Rows excerpted from a collection:
....

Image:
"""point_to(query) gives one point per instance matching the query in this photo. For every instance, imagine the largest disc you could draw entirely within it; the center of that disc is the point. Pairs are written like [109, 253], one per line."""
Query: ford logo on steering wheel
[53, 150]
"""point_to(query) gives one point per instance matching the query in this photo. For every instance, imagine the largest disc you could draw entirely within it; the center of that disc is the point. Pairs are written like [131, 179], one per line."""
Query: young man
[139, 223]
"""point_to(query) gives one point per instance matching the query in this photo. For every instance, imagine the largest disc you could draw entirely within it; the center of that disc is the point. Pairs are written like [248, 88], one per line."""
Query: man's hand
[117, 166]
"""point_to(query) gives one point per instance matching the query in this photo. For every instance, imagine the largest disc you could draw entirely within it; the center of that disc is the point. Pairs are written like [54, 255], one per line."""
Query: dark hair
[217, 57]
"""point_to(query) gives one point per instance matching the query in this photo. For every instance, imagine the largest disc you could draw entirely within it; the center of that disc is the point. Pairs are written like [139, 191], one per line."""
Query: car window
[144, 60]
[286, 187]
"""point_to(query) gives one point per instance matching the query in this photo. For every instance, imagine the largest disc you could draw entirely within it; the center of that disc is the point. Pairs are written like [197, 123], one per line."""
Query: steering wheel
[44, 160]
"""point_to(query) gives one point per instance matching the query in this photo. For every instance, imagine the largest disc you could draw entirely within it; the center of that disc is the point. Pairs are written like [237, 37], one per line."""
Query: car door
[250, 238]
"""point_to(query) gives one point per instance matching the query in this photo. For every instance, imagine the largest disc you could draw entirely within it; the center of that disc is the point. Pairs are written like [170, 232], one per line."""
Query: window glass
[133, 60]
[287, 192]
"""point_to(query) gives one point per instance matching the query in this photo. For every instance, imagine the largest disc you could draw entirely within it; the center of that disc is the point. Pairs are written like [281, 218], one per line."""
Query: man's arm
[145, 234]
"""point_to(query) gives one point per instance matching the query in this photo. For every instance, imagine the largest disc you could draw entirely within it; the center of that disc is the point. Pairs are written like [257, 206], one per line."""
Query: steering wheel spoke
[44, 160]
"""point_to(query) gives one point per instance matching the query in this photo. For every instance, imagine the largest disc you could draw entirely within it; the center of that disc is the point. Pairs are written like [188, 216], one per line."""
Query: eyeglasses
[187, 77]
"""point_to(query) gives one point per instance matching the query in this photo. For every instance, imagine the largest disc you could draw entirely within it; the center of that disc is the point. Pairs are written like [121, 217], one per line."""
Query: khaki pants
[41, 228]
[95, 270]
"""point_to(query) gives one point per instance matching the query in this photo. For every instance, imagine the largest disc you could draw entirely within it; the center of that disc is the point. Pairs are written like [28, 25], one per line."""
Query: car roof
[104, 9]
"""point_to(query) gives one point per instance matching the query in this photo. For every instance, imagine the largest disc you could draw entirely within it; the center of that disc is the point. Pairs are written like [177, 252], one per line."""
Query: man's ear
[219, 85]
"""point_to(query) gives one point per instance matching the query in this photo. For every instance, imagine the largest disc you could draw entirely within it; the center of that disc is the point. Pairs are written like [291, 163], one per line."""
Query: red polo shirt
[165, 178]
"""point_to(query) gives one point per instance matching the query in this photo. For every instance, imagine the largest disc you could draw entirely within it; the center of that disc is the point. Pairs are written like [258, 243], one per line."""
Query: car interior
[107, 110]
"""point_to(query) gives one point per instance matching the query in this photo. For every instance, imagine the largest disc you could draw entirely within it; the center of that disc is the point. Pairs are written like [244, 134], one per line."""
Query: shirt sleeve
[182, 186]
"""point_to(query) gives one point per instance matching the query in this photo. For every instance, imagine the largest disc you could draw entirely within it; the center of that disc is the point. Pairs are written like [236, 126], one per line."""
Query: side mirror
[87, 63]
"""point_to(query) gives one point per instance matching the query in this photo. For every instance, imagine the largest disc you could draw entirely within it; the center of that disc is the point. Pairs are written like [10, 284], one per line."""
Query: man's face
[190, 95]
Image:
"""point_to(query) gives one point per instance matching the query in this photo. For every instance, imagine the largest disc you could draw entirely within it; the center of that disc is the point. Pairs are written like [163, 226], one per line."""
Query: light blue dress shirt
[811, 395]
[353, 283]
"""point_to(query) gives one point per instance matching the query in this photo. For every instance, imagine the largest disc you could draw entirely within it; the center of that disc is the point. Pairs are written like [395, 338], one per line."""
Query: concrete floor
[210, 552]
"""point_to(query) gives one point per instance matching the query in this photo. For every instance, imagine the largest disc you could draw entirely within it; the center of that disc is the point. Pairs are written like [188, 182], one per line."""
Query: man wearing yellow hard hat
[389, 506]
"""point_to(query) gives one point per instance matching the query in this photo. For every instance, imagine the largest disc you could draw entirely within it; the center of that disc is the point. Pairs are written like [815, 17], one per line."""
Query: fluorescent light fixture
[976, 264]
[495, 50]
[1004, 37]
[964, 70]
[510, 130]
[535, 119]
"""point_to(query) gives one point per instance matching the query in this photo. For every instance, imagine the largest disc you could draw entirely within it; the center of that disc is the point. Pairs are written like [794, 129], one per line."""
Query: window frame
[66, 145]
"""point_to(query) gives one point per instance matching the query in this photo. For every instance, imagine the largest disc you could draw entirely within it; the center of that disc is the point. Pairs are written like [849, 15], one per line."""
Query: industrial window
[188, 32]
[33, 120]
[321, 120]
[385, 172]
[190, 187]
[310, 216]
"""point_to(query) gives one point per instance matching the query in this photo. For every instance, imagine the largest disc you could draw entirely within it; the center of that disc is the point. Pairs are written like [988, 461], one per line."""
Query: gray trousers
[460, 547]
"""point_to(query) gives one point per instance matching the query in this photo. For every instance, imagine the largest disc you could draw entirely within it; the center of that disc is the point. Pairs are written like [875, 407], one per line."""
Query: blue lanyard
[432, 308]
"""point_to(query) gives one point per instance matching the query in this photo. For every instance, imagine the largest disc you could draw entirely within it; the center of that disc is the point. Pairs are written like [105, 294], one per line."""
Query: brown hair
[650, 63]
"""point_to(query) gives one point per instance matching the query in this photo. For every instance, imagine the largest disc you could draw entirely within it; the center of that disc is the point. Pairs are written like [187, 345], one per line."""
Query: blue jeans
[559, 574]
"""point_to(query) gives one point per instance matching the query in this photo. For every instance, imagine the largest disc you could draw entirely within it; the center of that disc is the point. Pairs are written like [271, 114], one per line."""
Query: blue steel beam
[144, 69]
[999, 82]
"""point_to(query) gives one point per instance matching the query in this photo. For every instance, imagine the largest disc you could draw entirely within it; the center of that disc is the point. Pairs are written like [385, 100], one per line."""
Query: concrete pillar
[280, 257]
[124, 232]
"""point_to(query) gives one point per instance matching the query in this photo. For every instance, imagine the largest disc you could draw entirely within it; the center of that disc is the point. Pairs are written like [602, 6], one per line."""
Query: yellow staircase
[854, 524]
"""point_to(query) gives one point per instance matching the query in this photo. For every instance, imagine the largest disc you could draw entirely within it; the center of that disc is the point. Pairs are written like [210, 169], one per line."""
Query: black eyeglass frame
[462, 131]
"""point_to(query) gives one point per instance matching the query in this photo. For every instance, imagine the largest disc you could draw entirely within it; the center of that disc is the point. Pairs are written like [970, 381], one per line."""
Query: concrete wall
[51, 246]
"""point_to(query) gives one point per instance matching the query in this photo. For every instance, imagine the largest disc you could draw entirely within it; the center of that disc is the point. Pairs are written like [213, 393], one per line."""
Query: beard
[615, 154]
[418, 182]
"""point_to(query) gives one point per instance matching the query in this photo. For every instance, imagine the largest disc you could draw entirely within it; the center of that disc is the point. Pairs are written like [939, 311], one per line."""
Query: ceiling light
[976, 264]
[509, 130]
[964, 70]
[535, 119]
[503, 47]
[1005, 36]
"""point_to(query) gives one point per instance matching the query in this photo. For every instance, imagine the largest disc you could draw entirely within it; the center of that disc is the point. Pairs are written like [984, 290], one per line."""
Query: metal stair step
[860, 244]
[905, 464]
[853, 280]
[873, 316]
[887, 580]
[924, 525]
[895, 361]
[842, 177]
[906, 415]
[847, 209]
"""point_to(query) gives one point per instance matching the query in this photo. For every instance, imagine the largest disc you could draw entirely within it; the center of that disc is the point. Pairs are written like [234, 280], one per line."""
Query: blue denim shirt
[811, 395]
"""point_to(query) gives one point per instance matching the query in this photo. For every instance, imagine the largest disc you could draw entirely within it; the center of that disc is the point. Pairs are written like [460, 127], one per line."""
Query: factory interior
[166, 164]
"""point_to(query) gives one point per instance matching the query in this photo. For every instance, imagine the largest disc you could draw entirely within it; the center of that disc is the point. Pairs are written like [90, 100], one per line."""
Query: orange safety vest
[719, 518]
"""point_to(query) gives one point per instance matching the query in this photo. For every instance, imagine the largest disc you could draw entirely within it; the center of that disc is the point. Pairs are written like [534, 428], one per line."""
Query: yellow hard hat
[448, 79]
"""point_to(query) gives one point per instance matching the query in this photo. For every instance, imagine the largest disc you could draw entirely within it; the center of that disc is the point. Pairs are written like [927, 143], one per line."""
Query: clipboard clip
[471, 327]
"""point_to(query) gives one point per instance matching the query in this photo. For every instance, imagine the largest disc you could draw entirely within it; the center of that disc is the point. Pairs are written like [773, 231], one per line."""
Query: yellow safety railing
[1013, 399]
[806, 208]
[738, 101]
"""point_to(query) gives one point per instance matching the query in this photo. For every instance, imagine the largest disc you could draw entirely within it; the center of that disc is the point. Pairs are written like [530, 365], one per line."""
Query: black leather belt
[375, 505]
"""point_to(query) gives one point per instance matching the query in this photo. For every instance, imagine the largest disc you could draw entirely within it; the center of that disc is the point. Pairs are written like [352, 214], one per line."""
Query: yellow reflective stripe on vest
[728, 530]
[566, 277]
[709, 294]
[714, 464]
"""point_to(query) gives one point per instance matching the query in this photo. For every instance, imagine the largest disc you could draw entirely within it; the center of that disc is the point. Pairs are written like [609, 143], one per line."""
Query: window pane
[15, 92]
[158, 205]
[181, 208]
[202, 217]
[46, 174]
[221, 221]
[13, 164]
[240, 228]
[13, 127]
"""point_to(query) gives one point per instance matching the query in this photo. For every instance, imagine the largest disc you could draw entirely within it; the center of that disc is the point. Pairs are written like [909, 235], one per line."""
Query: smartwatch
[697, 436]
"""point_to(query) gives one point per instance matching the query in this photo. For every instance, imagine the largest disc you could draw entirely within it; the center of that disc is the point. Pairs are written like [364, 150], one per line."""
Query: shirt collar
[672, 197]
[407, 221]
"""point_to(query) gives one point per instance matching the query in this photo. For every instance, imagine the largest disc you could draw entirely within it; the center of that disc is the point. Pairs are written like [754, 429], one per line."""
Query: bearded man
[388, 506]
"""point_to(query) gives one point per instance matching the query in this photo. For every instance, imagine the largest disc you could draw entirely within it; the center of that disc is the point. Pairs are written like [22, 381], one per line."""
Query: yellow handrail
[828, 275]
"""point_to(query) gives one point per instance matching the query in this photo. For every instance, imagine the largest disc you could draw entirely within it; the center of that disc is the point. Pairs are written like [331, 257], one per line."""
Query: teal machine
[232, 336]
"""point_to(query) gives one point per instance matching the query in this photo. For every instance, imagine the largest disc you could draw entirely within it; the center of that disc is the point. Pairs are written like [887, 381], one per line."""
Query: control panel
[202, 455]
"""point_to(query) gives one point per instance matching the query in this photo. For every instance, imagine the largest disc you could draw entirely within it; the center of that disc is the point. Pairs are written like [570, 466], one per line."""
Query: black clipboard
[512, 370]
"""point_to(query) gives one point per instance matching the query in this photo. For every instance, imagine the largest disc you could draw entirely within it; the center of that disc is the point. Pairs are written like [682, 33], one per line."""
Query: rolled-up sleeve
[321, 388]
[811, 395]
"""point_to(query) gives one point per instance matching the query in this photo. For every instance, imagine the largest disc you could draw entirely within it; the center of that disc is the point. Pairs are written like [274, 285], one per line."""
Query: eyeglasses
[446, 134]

....

> **Objective**: Please convert the rows into a Markdown table with the columns No. and Line, numbering each line and leaving out blank lines. Begin at the line that contains "[682, 33], one" and continue through the last of the rows.

> **Answer for this exercise**:
| No. | Line |
|---|---|
| 1 | """point_to(query) gives one point per instance matching the query in this photo. For every instance, imagine the largest disc you could draw entirely within it; the center of that disc is the point. Pairs are written like [682, 33], one per line.""" |
| 2 | Query: rolled-up sleeve |
| 3 | [321, 388] |
| 4 | [811, 395] |
| 5 | """point_to(query) gives one point per instance matching the query in this photo. For every instance, imagine the largest disc you could draw entirely within it; the center of that disc is the point. Pairs are written like [274, 285], one per line.""" |
| 6 | Query: eyeglasses |
| 7 | [446, 134] |